▸ **YOUR TASK**
Write out again only the lines running from the one that contains "query | spot the black dslr" to the end of the records below, including both the first and the last.

━━━━━━━━━━

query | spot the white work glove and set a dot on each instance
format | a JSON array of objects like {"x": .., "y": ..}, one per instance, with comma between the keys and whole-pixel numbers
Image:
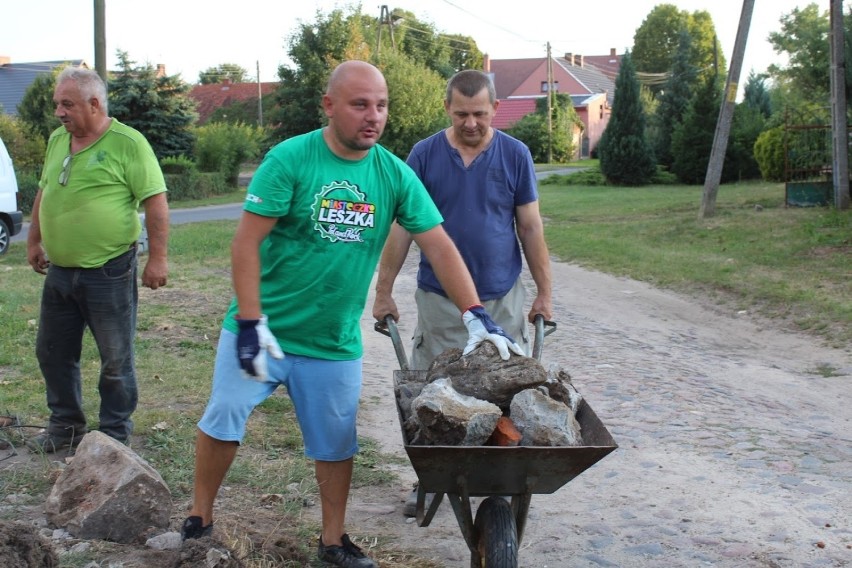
[
  {"x": 253, "y": 342},
  {"x": 480, "y": 326}
]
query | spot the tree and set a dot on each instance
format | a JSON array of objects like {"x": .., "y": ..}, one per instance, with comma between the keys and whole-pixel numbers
[
  {"x": 561, "y": 141},
  {"x": 692, "y": 139},
  {"x": 315, "y": 49},
  {"x": 756, "y": 94},
  {"x": 36, "y": 108},
  {"x": 224, "y": 71},
  {"x": 443, "y": 53},
  {"x": 416, "y": 103},
  {"x": 626, "y": 157},
  {"x": 674, "y": 99},
  {"x": 656, "y": 41},
  {"x": 159, "y": 107}
]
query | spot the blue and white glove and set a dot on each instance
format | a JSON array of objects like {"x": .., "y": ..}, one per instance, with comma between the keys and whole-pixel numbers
[
  {"x": 480, "y": 326},
  {"x": 253, "y": 342}
]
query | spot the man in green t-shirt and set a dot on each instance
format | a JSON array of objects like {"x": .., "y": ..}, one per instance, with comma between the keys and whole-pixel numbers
[
  {"x": 83, "y": 233},
  {"x": 316, "y": 216}
]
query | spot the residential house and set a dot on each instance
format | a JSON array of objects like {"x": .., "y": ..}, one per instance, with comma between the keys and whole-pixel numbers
[
  {"x": 16, "y": 78},
  {"x": 519, "y": 82},
  {"x": 213, "y": 96}
]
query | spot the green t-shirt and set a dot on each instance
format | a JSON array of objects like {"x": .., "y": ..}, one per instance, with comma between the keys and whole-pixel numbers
[
  {"x": 94, "y": 217},
  {"x": 334, "y": 216}
]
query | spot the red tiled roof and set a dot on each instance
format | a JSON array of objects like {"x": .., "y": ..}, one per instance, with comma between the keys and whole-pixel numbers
[
  {"x": 511, "y": 111},
  {"x": 216, "y": 95}
]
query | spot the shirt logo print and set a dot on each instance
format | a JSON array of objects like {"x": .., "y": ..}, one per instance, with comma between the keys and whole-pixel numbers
[{"x": 342, "y": 212}]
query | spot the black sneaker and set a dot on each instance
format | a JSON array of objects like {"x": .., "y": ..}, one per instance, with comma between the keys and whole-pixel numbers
[
  {"x": 347, "y": 556},
  {"x": 192, "y": 528}
]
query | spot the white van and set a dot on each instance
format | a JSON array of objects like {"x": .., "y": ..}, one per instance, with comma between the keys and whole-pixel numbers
[{"x": 11, "y": 220}]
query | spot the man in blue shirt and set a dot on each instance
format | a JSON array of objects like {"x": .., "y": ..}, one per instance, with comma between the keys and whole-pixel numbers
[{"x": 483, "y": 182}]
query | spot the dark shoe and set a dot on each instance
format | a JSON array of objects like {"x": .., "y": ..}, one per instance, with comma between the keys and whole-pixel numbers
[
  {"x": 48, "y": 443},
  {"x": 192, "y": 528},
  {"x": 410, "y": 508},
  {"x": 347, "y": 556}
]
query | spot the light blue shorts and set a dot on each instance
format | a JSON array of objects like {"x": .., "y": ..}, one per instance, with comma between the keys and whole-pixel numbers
[{"x": 324, "y": 393}]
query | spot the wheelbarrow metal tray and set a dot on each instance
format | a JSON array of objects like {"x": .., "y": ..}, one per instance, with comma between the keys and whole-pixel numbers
[{"x": 498, "y": 470}]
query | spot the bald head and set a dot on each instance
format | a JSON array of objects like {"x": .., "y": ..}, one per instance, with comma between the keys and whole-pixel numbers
[
  {"x": 356, "y": 105},
  {"x": 350, "y": 71}
]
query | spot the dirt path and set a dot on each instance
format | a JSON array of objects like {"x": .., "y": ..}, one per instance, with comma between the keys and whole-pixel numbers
[{"x": 734, "y": 449}]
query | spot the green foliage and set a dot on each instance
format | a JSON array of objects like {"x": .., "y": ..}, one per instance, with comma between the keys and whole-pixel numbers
[
  {"x": 756, "y": 95},
  {"x": 692, "y": 139},
  {"x": 315, "y": 49},
  {"x": 656, "y": 39},
  {"x": 177, "y": 165},
  {"x": 674, "y": 99},
  {"x": 560, "y": 145},
  {"x": 158, "y": 107},
  {"x": 244, "y": 112},
  {"x": 221, "y": 147},
  {"x": 804, "y": 38},
  {"x": 222, "y": 72},
  {"x": 416, "y": 103},
  {"x": 427, "y": 47},
  {"x": 36, "y": 108},
  {"x": 748, "y": 122},
  {"x": 626, "y": 156},
  {"x": 769, "y": 153},
  {"x": 27, "y": 150}
]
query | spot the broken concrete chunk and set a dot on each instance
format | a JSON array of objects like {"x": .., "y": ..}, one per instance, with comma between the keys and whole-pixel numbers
[
  {"x": 447, "y": 417},
  {"x": 544, "y": 421},
  {"x": 484, "y": 375}
]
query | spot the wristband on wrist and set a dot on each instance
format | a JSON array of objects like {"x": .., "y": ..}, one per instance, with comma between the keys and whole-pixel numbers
[{"x": 473, "y": 306}]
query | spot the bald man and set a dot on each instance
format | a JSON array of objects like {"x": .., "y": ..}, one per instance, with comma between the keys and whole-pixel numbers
[{"x": 316, "y": 216}]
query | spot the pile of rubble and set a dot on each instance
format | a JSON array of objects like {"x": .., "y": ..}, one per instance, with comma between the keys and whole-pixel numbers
[{"x": 479, "y": 400}]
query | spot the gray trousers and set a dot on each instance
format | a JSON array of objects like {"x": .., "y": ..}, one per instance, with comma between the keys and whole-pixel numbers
[{"x": 440, "y": 326}]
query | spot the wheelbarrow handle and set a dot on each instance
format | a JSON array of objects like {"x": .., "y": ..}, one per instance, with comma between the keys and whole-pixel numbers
[
  {"x": 388, "y": 327},
  {"x": 543, "y": 328}
]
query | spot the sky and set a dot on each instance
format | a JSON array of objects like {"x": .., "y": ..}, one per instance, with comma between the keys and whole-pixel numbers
[{"x": 189, "y": 36}]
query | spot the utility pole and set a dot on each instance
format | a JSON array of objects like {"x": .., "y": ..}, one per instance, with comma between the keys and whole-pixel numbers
[
  {"x": 384, "y": 19},
  {"x": 259, "y": 96},
  {"x": 726, "y": 115},
  {"x": 839, "y": 131},
  {"x": 549, "y": 106},
  {"x": 100, "y": 39}
]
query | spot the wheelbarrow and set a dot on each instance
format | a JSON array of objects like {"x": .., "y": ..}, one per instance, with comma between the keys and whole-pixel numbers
[{"x": 496, "y": 473}]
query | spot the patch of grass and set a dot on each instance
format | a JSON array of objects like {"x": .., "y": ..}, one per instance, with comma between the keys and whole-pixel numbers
[{"x": 754, "y": 253}]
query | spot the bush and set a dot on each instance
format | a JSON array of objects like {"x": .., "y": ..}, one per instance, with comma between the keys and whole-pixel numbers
[
  {"x": 769, "y": 153},
  {"x": 223, "y": 148}
]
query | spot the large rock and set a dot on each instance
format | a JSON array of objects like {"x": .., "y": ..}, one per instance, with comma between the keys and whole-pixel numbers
[
  {"x": 108, "y": 492},
  {"x": 544, "y": 421},
  {"x": 448, "y": 418},
  {"x": 484, "y": 375}
]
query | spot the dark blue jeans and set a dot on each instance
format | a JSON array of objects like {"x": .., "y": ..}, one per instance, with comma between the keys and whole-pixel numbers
[{"x": 105, "y": 300}]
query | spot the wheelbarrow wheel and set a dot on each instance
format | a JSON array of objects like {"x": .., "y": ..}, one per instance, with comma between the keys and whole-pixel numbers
[{"x": 497, "y": 541}]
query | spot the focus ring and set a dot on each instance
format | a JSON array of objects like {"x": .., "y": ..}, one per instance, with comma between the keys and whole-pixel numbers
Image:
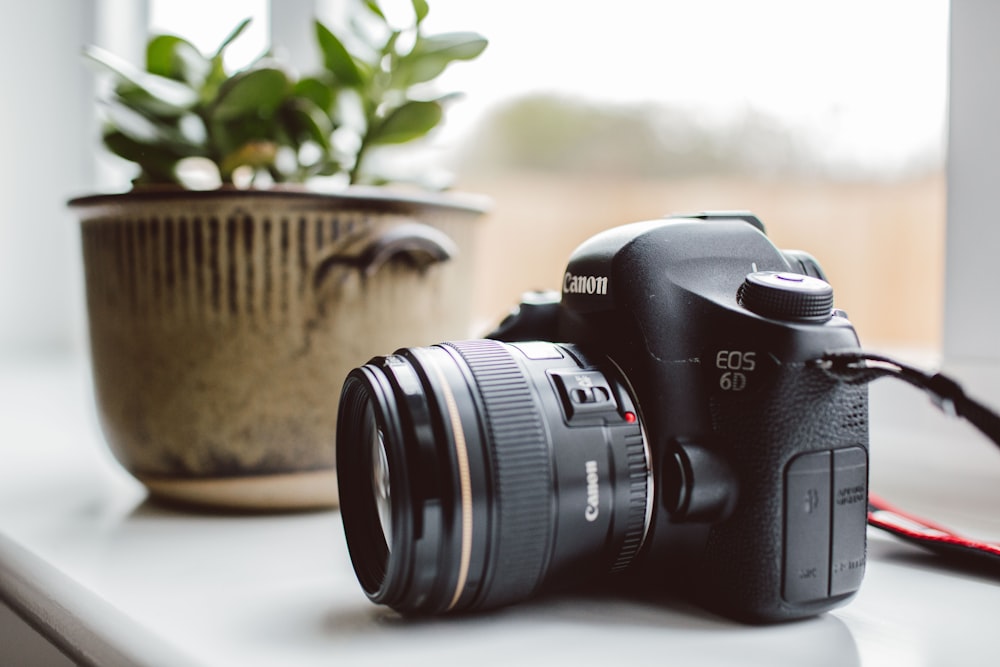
[
  {"x": 639, "y": 498},
  {"x": 522, "y": 472}
]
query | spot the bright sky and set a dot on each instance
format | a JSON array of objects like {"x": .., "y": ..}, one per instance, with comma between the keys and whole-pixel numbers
[{"x": 867, "y": 77}]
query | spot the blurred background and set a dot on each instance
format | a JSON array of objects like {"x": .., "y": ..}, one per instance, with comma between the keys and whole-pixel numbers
[{"x": 827, "y": 119}]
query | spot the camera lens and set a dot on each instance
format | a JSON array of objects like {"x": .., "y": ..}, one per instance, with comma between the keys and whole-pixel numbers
[
  {"x": 474, "y": 474},
  {"x": 380, "y": 484}
]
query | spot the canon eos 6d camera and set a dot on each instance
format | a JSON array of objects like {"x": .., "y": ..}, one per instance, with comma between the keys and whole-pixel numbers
[{"x": 659, "y": 426}]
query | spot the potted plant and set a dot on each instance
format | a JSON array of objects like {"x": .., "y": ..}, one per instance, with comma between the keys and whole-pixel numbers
[{"x": 223, "y": 321}]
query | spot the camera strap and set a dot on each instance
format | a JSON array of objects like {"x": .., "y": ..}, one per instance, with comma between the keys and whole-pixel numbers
[{"x": 859, "y": 367}]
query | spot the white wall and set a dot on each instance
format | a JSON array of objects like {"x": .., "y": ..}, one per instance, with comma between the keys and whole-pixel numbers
[
  {"x": 47, "y": 121},
  {"x": 972, "y": 288}
]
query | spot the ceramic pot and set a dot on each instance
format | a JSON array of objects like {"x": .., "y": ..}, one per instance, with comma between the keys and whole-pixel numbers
[{"x": 223, "y": 323}]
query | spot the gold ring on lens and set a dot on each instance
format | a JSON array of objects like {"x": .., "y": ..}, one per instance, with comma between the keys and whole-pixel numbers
[{"x": 464, "y": 483}]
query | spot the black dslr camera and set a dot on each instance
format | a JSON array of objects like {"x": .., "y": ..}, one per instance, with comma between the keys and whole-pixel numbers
[{"x": 660, "y": 426}]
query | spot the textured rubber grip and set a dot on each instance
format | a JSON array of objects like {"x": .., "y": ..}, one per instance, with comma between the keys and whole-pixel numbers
[{"x": 521, "y": 474}]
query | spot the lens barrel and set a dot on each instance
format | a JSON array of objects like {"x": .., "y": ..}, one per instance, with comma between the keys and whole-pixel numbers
[{"x": 472, "y": 474}]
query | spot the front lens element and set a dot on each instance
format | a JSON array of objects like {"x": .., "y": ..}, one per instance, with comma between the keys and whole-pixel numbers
[
  {"x": 469, "y": 478},
  {"x": 380, "y": 484}
]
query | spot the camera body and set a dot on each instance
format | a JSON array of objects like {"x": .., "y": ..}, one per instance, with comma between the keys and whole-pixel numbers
[
  {"x": 759, "y": 463},
  {"x": 663, "y": 424}
]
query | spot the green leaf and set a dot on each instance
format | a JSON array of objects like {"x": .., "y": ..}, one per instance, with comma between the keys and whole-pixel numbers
[
  {"x": 236, "y": 32},
  {"x": 304, "y": 121},
  {"x": 157, "y": 164},
  {"x": 336, "y": 57},
  {"x": 256, "y": 93},
  {"x": 171, "y": 95},
  {"x": 177, "y": 59},
  {"x": 431, "y": 55},
  {"x": 183, "y": 137},
  {"x": 420, "y": 8},
  {"x": 315, "y": 90},
  {"x": 410, "y": 121}
]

━━━━━━━━━━

▸ **EXERCISE SOLUTION**
query | spot the black dslr camera and set a dot on each instance
format | a JSON array of objects like {"x": .., "y": ..}, one per instance, with comma between the keys and whole-pixel numbers
[{"x": 660, "y": 426}]
query | spot the textured rubber grip and set a dot on each instance
format | a JSON array of objects like {"x": .., "y": ..}, one per instance, with comma between the keys and whole-pixel numbers
[{"x": 521, "y": 474}]
query | spot the lens barrel and set a dot on each instance
format | a JSON array of objects like {"x": .., "y": ..}, one per instance, with comma between the keys and whole-pixel numbers
[{"x": 472, "y": 474}]
query | spot the front lens element and set a dot on each instance
format | a JSON array of objects like {"x": .., "y": ..}, one per instance, with comma between the keys and whole-pixel numbers
[
  {"x": 469, "y": 478},
  {"x": 380, "y": 484}
]
query | spot the camera body and set a dot on each instance
format | a JSON array of objects like {"x": .., "y": ..}, one per instance, with comma between the keys and whole-pixel numbers
[
  {"x": 759, "y": 463},
  {"x": 663, "y": 424}
]
query | spot the green leaf and set a dot on each instance
format | a JSON array of objects like {"x": .., "y": ..}, one per instance, with comma between the keys and whole-pixel numbers
[
  {"x": 236, "y": 32},
  {"x": 304, "y": 121},
  {"x": 157, "y": 164},
  {"x": 336, "y": 57},
  {"x": 256, "y": 93},
  {"x": 171, "y": 95},
  {"x": 177, "y": 59},
  {"x": 431, "y": 55},
  {"x": 183, "y": 137},
  {"x": 420, "y": 8},
  {"x": 315, "y": 90},
  {"x": 410, "y": 121}
]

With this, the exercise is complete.